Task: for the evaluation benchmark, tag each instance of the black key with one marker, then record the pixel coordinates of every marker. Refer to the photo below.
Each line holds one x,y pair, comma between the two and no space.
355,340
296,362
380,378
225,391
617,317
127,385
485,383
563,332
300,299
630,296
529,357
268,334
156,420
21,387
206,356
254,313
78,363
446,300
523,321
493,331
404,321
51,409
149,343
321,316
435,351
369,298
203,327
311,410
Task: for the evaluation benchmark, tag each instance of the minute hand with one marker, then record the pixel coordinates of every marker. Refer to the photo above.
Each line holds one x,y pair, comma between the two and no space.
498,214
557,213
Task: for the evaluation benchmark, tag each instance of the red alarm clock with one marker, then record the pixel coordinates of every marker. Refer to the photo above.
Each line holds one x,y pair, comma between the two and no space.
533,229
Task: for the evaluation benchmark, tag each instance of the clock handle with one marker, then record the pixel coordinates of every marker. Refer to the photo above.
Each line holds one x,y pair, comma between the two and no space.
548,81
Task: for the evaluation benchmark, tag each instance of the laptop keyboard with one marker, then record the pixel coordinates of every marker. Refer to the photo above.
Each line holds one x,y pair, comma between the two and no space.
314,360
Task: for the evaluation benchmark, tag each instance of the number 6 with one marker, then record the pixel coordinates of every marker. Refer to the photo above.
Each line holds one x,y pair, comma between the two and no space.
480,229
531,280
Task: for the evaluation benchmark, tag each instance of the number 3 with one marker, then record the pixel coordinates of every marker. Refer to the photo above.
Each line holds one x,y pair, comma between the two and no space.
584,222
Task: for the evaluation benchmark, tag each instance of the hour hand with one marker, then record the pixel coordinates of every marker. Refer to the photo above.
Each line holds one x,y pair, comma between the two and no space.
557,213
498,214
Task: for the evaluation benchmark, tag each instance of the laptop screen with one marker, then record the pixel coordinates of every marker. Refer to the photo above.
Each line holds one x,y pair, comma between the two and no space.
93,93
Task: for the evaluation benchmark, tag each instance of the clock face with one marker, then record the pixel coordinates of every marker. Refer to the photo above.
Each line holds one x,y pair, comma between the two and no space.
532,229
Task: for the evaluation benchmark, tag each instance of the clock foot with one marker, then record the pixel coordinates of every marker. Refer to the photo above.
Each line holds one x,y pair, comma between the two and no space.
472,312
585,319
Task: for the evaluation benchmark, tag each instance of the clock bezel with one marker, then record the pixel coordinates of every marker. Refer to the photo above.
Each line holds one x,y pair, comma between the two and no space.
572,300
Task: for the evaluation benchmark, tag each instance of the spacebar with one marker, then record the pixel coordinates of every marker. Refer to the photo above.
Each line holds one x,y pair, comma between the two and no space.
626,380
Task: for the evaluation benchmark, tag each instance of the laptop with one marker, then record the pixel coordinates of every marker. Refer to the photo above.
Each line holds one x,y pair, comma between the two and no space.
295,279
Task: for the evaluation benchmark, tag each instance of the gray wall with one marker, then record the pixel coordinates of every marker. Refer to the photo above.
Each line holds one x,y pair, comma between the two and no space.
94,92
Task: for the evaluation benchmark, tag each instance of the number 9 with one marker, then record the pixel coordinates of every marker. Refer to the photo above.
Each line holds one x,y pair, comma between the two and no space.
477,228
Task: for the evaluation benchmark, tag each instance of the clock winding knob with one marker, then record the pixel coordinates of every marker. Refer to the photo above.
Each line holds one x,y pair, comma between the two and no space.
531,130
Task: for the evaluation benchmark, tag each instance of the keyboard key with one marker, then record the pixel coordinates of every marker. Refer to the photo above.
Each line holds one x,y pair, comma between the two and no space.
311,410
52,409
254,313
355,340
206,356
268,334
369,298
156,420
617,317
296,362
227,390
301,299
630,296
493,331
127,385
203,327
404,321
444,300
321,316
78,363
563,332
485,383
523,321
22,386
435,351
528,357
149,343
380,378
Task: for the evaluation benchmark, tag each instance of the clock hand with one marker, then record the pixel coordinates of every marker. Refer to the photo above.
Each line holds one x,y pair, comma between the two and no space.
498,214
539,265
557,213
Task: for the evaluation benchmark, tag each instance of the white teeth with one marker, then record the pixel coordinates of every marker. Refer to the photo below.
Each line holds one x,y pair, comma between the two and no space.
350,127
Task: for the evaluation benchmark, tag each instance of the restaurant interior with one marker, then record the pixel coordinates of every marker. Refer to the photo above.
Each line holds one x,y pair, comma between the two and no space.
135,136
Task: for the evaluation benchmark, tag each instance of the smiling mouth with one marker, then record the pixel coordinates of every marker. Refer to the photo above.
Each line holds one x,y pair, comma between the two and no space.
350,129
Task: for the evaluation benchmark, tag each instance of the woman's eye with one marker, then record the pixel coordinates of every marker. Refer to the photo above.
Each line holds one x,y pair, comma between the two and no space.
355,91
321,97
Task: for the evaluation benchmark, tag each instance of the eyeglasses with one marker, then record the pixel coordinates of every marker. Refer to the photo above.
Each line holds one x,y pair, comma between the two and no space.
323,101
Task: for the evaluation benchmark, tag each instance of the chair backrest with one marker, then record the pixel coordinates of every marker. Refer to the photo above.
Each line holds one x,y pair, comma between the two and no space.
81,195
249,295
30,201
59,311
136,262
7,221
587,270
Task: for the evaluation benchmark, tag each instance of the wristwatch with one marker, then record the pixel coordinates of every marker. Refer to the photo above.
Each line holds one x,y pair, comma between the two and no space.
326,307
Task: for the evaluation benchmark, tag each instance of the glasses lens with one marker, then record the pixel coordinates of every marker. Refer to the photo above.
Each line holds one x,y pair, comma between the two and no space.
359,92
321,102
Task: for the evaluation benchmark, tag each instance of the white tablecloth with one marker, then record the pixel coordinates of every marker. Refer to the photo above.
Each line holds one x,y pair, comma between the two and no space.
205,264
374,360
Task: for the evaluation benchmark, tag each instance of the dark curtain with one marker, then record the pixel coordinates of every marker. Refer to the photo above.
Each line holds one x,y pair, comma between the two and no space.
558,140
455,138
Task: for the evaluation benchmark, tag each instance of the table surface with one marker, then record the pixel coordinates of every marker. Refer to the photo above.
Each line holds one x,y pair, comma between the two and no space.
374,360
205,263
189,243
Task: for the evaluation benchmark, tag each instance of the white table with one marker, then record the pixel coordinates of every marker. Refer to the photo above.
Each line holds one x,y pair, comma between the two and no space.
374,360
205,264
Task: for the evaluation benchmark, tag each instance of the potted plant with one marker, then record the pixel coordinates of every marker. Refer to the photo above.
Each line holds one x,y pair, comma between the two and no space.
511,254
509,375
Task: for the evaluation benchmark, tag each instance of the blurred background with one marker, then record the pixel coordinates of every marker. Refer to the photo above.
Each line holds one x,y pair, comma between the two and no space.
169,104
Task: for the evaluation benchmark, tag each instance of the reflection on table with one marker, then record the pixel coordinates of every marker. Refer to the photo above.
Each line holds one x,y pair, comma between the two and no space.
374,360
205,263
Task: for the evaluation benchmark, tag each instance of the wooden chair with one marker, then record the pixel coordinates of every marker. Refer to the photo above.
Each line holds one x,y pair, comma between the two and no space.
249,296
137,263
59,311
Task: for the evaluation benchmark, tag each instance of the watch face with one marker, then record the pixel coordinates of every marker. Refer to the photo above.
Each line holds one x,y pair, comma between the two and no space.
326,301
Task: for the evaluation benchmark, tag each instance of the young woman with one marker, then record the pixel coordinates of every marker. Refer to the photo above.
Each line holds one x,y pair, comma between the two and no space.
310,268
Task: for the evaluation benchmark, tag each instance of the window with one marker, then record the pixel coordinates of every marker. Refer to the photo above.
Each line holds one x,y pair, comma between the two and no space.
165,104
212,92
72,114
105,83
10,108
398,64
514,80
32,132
——
> _Challenge_:
Write every entry out again exactly.

> _Solution to this task_:
Task: for the evaluation benchmark, tag each instance of the black key with one marker, then record the pixel coordinates of every marker. Refer to the photo below.
Each line holds one x,y pair, comma between the two and no space.
355,340
296,362
380,378
225,391
617,317
127,385
485,383
563,332
300,299
630,296
529,357
268,334
156,420
21,387
206,356
254,313
78,363
446,300
523,321
493,331
404,321
51,409
149,343
321,316
435,351
369,298
203,327
311,410
Task: for the evaluation benchmark, tag each instance of the minute hand with one marker, then record the pixel coordinates of every marker. Refer to the photo above.
Each line holds one x,y pair, comma between the two and no space.
498,214
557,213
Task: for the evaluation benchmark, tag each instance of the red alarm clock with one marker, then record the pixel coordinates of every marker. Refer to the photo above.
Each line holds one x,y pair, comma between the two and no space.
533,229
Task: for the evaluation benchmark, tag each instance of the clock handle with one marker, then record the pixel coordinates of every marker. Refer to the photo above.
Each line holds one x,y pair, comma between the two and no space.
548,81
Task: for the evaluation benchmark, tag each instance of the laptop keyboard with one marker, then record the pixel coordinates of every marker. Refer to the photo above.
Each line holds one x,y pair, comma between the two and no space.
314,360
Task: for the evaluation benchmark, tag each instance of the number 6 with one marker, then record the pixel coordinates of every marker. Refer to the photo above.
Each line holds one x,y pair, comma between the two and no space.
480,229
531,280
Task: for the evaluation benchmark, tag each instance of the number 3 with one marker, then record the pixel coordinates of every marker. Refer to the photo above.
Each line holds one x,y pair, comma between the two and no space.
584,222
Task: for the evaluation benchmark, tag each instance of the hour hand with one marker, then record the pixel coordinates of every marker. Refer to the photo above.
Each line holds one x,y pair, comma between the two and no space.
557,213
498,214
Task: for the evaluation benchmark, tag each instance of the laptop screen with one marker, then record the pixel coordinates of every marker. Refer to the photo above.
Each line holds one x,y pair, comma between the two and no space.
93,93
Task: for the evaluation benchmark, tag each instance of the clock face with one marker, then record the pixel coordinates of every marker. Refer to the photo above.
Each line holds one x,y pair, comma between the two and no space.
532,229
Task: for the evaluation benchmark, tag each instance of the clock foot with one marker, then record the pixel coordinates of every marker. Refer to the photo above.
Each line holds one x,y pair, comma between the two and no space.
472,312
585,319
Task: for the evaluation benchmark, tag each instance of the clock bezel with one marker, then record the pixel coordinates of every marker. Refer to the photo above.
Each line holds one x,y pair, comma between the two and no space.
572,300
Task: for the evaluation benchmark, tag each instance of the spacebar with one marker, then record the pixel coordinates of every marker. Refer to the photo above.
Each line holds one x,y pair, comma between the two and no space.
626,380
Task: for the evaluation benchmark, tag each instance of the laptop with one marker, then record the pixel coordinates of every marker. Refer to the photo above.
Each line holds one x,y pair, comma between the two and no space.
295,279
Task: for the evaluation benchmark, tag each instance of the gray wall with one marker, then record the pixel coordinates of every marker. Refer to the photo above.
Each line holds one x,y pair, comma between the two and no space.
94,92
Task: for the evaluation benchmark, tag each instance of the number 9 with one marker, then record the pixel coordinates of every marker. Refer to the photo above.
Each line holds one x,y pair, comma between the two and no space.
477,228
Task: for the evaluation benchmark, tag each instance of the clock winding knob with one marker, then record the pixel coordinates of every marker. Refer to the photo above.
Each line holds one x,y pair, comma between the two and no space.
531,130
Task: for the evaluation benchmark, tag each instance of the keyboard key with one marker, then record the pixel coordinates of every marker. Refer to the photo above.
Each line holds one x,y pair, comma between the two and no space.
311,410
52,409
254,313
355,340
206,356
268,334
369,298
156,420
617,317
296,362
227,390
301,299
630,296
493,331
127,385
203,327
404,321
444,300
321,316
78,363
563,332
485,383
523,321
22,386
435,351
528,357
149,343
380,378
Task: for the evaluation benchmark, tag each instance of the clock hand with one marker, then record the pixel coordinates of every marker. Refer to the photo above.
Each line holds one x,y pair, comma between the two and no space.
498,214
539,265
557,213
Task: for the evaluation benchmark, tag each instance of the white teeth with one marker, then record the pixel coordinates of every marker. Refer to the photo below.
Each line holds one x,y pair, comma between the two and no space.
350,127
Task: for the evaluation benchmark, tag each instance of the restaurant interior with one marker, then record the pixel coordinates of every marker. Refer to the photo above.
Each line holds one x,y pair, comma between the two and no space.
135,136
Task: for the evaluation benchmark, tag each instance of the smiling mouth with one marker, then record the pixel coordinates of every marker. Refer to the photo above.
Each line holds one x,y pair, comma between the two and no space.
350,129
Task: for the evaluation benchmark, tag each instance of the woman's eye with one marker, then record the pixel coordinates of every marker. Refer to the photo above.
Each line holds one x,y pair, comma between the two and no space.
355,91
321,97
Task: for the evaluation benchmark, tag each instance of the eyeglasses with one marker, then record the pixel coordinates of every marker. Refer to the photo above.
Each line holds one x,y pair, comma between the two and no space.
323,101
Task: for the evaluation benchmark, tag each instance of the chair backrest with one marker, then record the pixel coordinates of every marker. Refer to the photo above.
Each line holds one x,y pair, comma between the two and no space.
81,195
249,295
30,201
59,311
136,262
7,221
587,270
Task: for the evaluation benchmark, tag each instance of the wristwatch with one marker, then record the pixel coordinates of every marker. Refer to the photo above.
Each line holds one x,y pair, comma between the two and no space.
326,307
Task: for the evaluation benchmark, tag each instance of the glasses lens with one marker, then record the pixel coordinates of every marker. Refer to the photo above.
Each line holds one x,y pair, comma between the two and no space.
359,92
321,102
Task: for the evaluation benchmark, tag each instance of the white tablecloth with one marker, then record the pixel coordinates of every marker. Refer to the photo above.
Each line holds one x,y pair, comma between the two and no space.
205,264
374,360
Task: for the evaluation benchmark, tag each instance of the dark curtain with one marker, then record the pixel coordinates of every marker. Refer to the photo above.
Each line holds one x,y pair, comma between the two and no space.
558,140
455,138
Task: for the evaluation benchmark, tag each instance of the table surface with one marker, then record the pixel coordinates of every marker. Refer to the photo above.
Each line holds one x,y pair, comma between the two and no space.
374,360
205,263
189,243
Task: for the evaluation benchmark, tag each instance of the white table with one marker, then record the pixel coordinates of every marker. Refer to the photo above.
Each line holds one x,y pair, comma between the two and no space.
374,360
205,264
Task: for the evaluation benchmark, tag each instance of the potted plant with one marker, then record the pixel coordinates of every marker. Refer to the photo above.
Each line holds one x,y pair, comma between the two and no space.
511,254
509,375
Task: for the evaluation benchmark, tag each instance of the blurred background with one marker, then record the pixel coordinates of every marker. Refer to the photo above.
Each line holds one x,y pair, comma between the two and no space.
169,104
Task: for the evaluation benchmark, tag each instance of the reflection on table with one marker, then record the pixel coordinates of every marker. Refer to the photo above.
Each line holds one x,y pair, comma between the two and no space.
374,360
205,263
Task: for the evaluation benchmark, tag each instance of the wooden chair with one marker, then record the pixel coordinates of every marker. Refer to the photo above.
Each line holds one x,y pair, comma between the two and no space.
249,296
137,263
59,311
Task: for the evaluation benchmark, tag each instance of the watch face with one marker, then record the pixel coordinates of every marker. Refer to the photo above.
Each line holds one x,y pair, comma between the two and no space.
326,301
Task: for the evaluation benchmark, tag each instance of the young woman with one marker, then record the pixel coordinates of every marker. Refer to the photo above.
Each line holds one x,y pair, comma between the two and no space.
310,268
Task: for the evaluation benchmark, tag each instance of the window with one marker, then record the pixel coordinates of every marker. Refer to the photo above.
Each line holds one x,y pair, comma between the two and no space.
165,104
212,92
72,114
105,83
10,108
398,64
514,80
32,132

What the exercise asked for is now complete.